### QUOTED PASSAGE
──────────

Sunday, January 20, 2008

"I'm a goddamn marvel of modern science."


The film One Flew Over the Cuckoo’s Nest (Milos Forman, 1975) tells the story of Randle Patrick McMurphy, a man society has cast away as a hooligan. In order to avoid being sent to a workhouse, McMurphy (Jack Nicholson) claims insanity and is committed to a mental hospital. He enters a world the likes of which he has never experienced. The ward is commanded by the formidable Nurse Ratched (Louise Fletcher) who rules with an iron fist and a heart of stone. As McMurphy gets to know the other patients in the ward, he begins to see the dark side of the perverted little society shielded from the public by the unrelenting walls of the mental institution. In the film, Forman abstains from nondiegetic sound and portrays the bizarre way of living at the mental hospital in order to critique the total power on which the ward thrives.

During the film, there is almost no sound or music that doesn’t take place in the actual scene. This technique is put in place from the very beginning of the movie. In the opening sequence, the mental hospital is shown deserted and silent. Shot after shot reveal white walls, fluorescent lights, and absolute silence. Already there is a tangible oppression on the ward. Enter Nurse Ratched. Whenever Nurse Ratched is shown in the film, she is an unflinching pillar of order and discipline. Upon arriving at the mental hospital, McMurphy soon realizes the supreme power Ratched has over the other men. They seem to tremble in silent fear of the woman who regulates each and every aspect of their lives. On the rare occasion that Ratched’s power is questioned during the film, it is always met with the same shot. Ratched is alone in the frame, stony-faced, cold, and calculating. The silence echoes her burning eyes and unspoken challenges. Near the beginning of the film, McMurphy believes that he can break the mountain that is Nurse Ratched. “In one week, I can put a bug so far up her ass, she won’t know whether to shit or wind her wristwatch,” he brags to the other patients. Unfortunately, McMurphy’s attempts are met with utter silence.

──────────

### ENTRIES SUPPLIED
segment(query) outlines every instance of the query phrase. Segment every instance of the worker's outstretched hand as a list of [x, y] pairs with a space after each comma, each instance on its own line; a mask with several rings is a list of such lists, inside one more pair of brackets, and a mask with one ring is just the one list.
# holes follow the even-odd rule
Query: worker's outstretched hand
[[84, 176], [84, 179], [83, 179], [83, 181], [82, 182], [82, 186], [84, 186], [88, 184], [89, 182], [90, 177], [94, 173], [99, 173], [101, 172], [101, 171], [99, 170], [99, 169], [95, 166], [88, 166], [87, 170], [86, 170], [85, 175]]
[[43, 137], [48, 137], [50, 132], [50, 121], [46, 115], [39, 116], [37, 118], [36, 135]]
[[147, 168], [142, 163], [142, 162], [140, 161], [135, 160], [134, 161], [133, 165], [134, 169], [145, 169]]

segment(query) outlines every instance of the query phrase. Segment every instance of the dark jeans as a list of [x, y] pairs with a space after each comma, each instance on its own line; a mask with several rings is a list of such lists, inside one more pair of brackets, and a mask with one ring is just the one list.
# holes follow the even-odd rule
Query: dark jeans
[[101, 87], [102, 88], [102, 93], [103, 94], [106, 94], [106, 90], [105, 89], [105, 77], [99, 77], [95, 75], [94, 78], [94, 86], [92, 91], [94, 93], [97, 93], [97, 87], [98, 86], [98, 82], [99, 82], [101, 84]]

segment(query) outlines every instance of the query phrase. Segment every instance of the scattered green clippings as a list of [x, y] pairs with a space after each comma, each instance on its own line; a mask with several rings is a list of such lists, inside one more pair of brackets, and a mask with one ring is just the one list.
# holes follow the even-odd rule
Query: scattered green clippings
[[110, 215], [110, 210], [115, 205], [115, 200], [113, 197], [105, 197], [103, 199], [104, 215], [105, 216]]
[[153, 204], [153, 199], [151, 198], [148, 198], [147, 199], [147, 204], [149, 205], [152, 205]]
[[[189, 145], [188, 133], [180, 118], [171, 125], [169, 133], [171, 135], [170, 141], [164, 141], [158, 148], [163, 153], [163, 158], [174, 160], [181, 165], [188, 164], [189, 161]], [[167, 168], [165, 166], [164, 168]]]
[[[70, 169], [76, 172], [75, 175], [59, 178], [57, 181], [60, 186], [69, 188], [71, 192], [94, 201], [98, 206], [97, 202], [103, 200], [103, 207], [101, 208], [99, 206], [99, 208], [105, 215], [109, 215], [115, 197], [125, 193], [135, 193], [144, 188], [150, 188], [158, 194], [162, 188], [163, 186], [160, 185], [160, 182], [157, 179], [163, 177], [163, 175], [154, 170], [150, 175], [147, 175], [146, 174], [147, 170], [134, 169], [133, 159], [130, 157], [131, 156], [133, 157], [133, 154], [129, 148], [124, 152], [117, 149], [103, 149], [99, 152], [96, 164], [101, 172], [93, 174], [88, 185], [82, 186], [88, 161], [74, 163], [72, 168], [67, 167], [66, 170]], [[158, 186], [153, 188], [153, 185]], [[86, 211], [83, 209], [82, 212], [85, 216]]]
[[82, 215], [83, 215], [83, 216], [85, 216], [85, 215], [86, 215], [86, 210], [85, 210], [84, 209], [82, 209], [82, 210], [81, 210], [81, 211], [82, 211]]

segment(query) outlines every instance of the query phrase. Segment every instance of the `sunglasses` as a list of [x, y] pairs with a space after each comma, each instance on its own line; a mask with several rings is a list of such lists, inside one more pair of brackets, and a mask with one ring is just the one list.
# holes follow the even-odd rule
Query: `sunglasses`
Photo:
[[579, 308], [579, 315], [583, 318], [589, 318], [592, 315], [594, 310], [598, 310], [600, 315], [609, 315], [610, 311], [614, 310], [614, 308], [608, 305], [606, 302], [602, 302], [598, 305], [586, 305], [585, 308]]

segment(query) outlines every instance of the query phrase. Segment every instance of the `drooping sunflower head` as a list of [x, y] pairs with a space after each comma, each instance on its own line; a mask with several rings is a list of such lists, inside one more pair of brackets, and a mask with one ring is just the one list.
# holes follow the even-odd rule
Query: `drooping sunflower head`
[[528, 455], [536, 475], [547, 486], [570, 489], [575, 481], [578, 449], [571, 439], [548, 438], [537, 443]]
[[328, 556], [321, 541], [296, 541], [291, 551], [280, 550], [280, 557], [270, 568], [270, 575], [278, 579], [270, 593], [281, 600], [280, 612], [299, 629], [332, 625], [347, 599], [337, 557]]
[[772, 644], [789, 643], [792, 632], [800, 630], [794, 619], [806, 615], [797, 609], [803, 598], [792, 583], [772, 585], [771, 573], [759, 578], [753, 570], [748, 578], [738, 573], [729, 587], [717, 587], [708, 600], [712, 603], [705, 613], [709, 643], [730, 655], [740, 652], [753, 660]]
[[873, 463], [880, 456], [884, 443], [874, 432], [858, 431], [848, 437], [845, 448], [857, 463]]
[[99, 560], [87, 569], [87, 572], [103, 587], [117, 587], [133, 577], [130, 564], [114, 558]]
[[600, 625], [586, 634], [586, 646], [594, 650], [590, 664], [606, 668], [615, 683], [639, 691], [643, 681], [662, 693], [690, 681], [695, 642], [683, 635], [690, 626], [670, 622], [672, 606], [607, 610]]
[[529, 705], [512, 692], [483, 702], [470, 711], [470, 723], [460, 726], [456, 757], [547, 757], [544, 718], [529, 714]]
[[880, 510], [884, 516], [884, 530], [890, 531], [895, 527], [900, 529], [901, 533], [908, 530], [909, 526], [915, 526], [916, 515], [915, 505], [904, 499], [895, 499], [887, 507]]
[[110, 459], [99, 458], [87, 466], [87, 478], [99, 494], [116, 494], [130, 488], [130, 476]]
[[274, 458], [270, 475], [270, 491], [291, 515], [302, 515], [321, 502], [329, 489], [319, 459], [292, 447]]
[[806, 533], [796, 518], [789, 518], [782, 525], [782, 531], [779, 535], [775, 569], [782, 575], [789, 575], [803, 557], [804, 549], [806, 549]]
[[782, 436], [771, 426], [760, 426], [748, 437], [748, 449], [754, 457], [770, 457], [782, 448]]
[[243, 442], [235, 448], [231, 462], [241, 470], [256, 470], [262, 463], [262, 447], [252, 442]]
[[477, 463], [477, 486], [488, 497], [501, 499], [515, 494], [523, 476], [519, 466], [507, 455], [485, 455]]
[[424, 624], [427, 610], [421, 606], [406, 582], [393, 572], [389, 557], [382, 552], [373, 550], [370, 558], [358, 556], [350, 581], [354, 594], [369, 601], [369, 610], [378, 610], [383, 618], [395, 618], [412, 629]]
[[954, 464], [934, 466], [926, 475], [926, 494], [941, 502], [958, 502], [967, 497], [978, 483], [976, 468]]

──────────

### EXERCISES
A. In the essay on One Flew Over the Cuckoo's Nest, what does McMurphy claim in order to avoid being sent to a workhouse?
B. Pick up the essay on One Flew Over the Cuckoo's Nest after its last sentence and carry it on.

### ANSWERS GIVEN
A. He claims insanity.

B.
Life on the ward is something less than a cakewalk. She reigns tyrannically and lets nothing happen without her knowledge and approval. With time, Ratched and the hospital take away all of the men’s simple privileges and rights. After McMurphy organizes a bit of a gambling ring in the washroom, the men lose all of their money and cigarettes to him. In response, Ratched takes all of the cigarettes from the men and rations them. During a memorable scene where Martini (Danny DeVito) has a meltdown and demands his cigarettes, McMurphy takes the initiative that the other men won’t and punches through the glass window of the nurse’s station to retrieve them. Along with denying them of their belongings, Ratched slowly wears down the men’s dignity and self-worth with group therapy sessions. Sitting in a circle, they discuss each man’s inadequacies and the reasons that society has cast them out. She humiliates the men, forcing them to bring their problems before the group and analyze them until she reaches satisfaction. The most glaring example of the twisted hospital life occurred near the end of the film. After McMurphy brought in women and booze for an all-night party, he disappears from the ward for a few weeks. He is returned to his bed in the dead of night as to not wake the other patients. McMurphy’s best friend in the ward, Chief Bromden (Will Sampson), witnesses Mack’s return. Upon approaching the seemingly sleeping man, Bromden sees that McMurphy was given a lobotomy. They couldn’t control his personality so they took it away entirely. That is the true tragedy of the mental hospital.

Between an eerie and unrelenting silence and a horrifying portrayal of life at the mental hospital, the film One Flew Over the Cuckoo’s Nest casts quite a critique on the society within mental institutions. It shows how personal liberties can be taken away until only the shell of a man remains. Randle Patrick McMurphy tried to bring change to the ward. He tried to teach the men to think for themselves, to get themselves out of the hell they knew as life. Unfortunately, he did not entirely succeed. McMurphy gave the men a taste of how life should be lived, gave them a taste of everything that they were missing. It just wasn’t quite enough.